[Try it] Each entry below is to be restated word for word, with no pictures carried over.

[Exercise data]
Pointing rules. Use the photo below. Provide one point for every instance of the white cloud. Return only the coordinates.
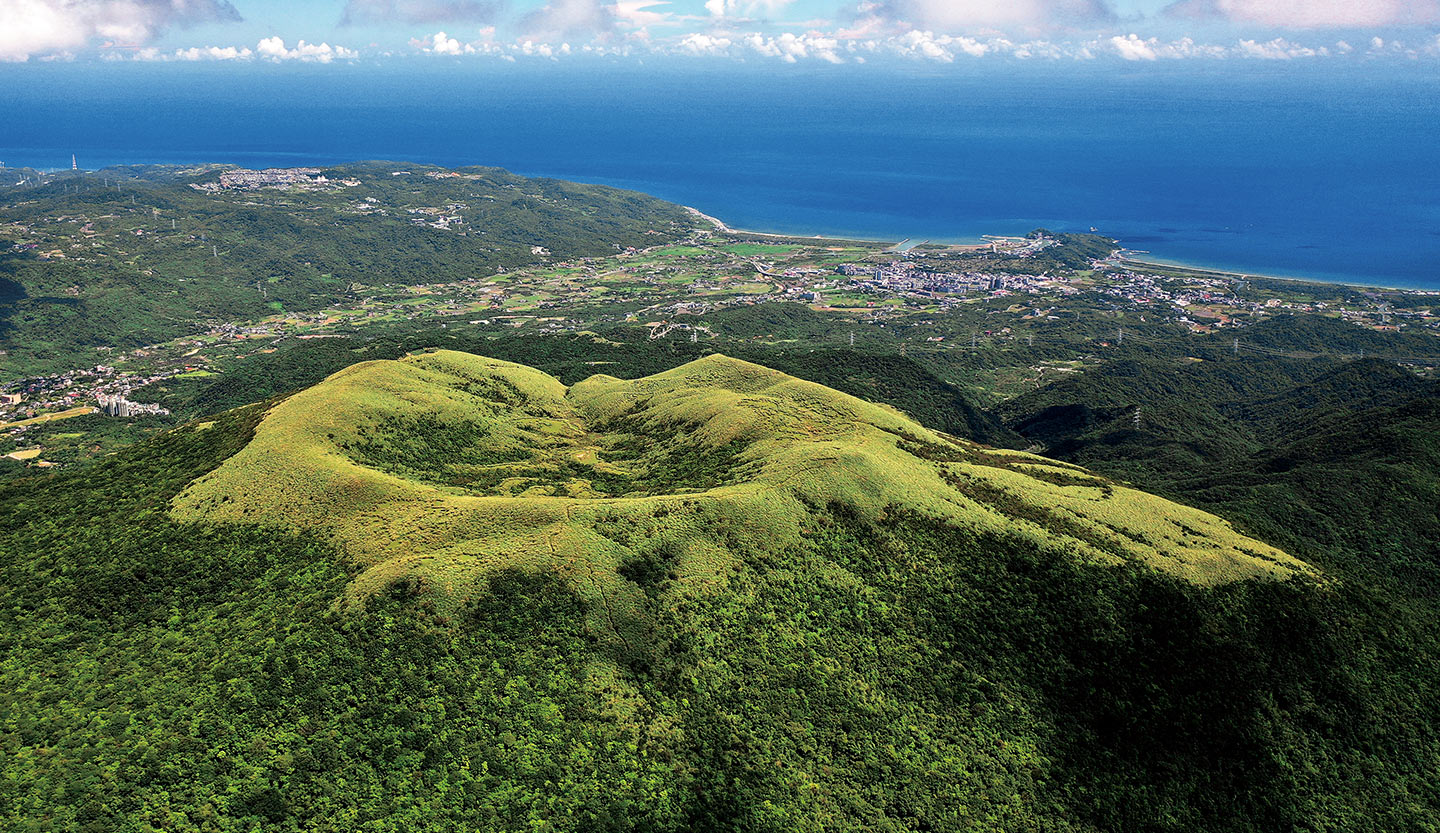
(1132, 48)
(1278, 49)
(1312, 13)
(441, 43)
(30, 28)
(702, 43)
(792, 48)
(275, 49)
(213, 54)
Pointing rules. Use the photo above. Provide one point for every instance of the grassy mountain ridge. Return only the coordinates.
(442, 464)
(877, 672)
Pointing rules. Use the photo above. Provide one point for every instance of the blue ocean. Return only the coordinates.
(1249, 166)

[Response to this exercise]
Pointing rules. Use the photo below. Provide one point for every instance of the white cloud. Return only the coordinates.
(1132, 48)
(1278, 49)
(1312, 13)
(441, 43)
(30, 28)
(702, 43)
(792, 48)
(275, 49)
(213, 54)
Pointing rules. Use the photo above. Provide one point for every instance of the grassy mountain ridge. Return only the coordinates.
(442, 464)
(877, 672)
Pointing rules. Use the photo above. Provide one point for every instance of the blue ocean. Return only the coordinates.
(1249, 166)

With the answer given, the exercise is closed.